— START Provided data —

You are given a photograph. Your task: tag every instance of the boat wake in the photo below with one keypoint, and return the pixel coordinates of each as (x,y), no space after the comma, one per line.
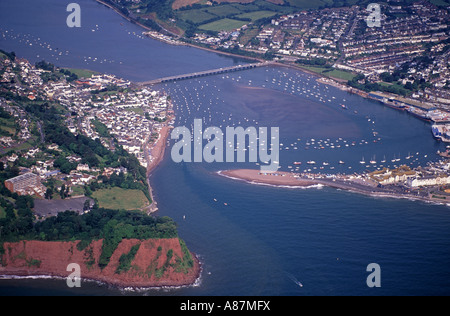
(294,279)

— END Provided data —
— START Provided data —

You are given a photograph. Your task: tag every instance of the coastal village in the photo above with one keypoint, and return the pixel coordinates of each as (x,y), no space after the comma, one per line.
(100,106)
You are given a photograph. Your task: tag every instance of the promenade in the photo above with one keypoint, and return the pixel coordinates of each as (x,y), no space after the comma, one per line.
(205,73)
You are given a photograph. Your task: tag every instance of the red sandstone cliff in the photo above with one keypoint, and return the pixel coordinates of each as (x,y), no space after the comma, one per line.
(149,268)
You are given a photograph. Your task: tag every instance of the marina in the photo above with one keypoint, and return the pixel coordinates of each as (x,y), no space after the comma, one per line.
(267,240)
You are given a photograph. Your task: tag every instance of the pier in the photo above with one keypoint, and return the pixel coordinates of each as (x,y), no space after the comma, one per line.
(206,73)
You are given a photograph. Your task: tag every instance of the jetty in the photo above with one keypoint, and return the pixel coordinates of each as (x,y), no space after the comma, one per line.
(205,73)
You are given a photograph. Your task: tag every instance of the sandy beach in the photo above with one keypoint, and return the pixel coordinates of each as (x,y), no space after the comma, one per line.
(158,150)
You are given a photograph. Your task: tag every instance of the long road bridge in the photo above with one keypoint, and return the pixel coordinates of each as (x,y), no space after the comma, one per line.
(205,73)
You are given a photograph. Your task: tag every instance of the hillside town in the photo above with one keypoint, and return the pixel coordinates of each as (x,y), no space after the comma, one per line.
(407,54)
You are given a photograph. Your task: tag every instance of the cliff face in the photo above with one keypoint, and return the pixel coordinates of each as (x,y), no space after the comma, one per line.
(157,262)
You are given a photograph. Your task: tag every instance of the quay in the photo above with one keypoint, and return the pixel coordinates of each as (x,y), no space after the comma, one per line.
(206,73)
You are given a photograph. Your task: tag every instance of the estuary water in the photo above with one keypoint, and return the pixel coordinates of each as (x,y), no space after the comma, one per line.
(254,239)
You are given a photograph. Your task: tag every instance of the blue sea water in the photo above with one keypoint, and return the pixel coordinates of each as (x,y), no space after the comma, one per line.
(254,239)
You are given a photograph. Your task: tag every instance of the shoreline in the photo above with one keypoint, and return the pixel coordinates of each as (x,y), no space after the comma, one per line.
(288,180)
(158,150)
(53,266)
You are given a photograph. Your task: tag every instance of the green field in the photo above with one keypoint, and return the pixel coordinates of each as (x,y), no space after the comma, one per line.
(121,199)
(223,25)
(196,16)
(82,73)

— END Provided data —
— START Provided data —

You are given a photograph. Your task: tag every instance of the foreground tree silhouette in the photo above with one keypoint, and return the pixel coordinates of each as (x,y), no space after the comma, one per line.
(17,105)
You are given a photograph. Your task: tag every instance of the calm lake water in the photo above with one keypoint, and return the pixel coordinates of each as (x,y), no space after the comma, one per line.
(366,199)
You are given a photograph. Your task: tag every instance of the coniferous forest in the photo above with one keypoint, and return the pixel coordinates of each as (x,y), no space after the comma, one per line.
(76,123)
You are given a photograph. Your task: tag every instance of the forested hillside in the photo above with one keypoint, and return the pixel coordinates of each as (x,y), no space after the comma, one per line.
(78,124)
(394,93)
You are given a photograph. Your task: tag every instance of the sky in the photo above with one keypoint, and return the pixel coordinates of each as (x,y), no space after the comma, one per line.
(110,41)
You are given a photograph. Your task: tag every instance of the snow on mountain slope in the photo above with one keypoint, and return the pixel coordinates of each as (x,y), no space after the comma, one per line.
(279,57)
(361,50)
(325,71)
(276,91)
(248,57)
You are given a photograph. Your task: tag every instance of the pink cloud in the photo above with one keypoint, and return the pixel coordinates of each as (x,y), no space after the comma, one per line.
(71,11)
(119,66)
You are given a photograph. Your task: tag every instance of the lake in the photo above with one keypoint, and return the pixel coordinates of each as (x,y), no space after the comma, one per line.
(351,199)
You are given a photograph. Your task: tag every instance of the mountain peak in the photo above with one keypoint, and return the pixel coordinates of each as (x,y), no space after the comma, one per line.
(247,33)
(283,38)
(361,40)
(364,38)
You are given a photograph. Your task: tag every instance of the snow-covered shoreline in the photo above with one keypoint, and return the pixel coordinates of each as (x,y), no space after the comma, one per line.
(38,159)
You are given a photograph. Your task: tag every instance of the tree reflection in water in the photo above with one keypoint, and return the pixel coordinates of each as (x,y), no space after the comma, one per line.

— END Provided data —

Exercise details
Pull out each line of the entries above that contains the string "shoreline" and reproduce it in full. The match is case-sensitive.

Response below
You are given a photograph. Your task: tag every instance of the shoreline in the photo above with one keypoint, and return the pixel coordinates of each as (x,y), no space after the comma, one per line.
You are given a photograph. Your task: tag every instance of the snow-covered shoreline in the photo above with one keypoint, and return the pixel coordinates of each as (x,y), no space after the comma, one per line.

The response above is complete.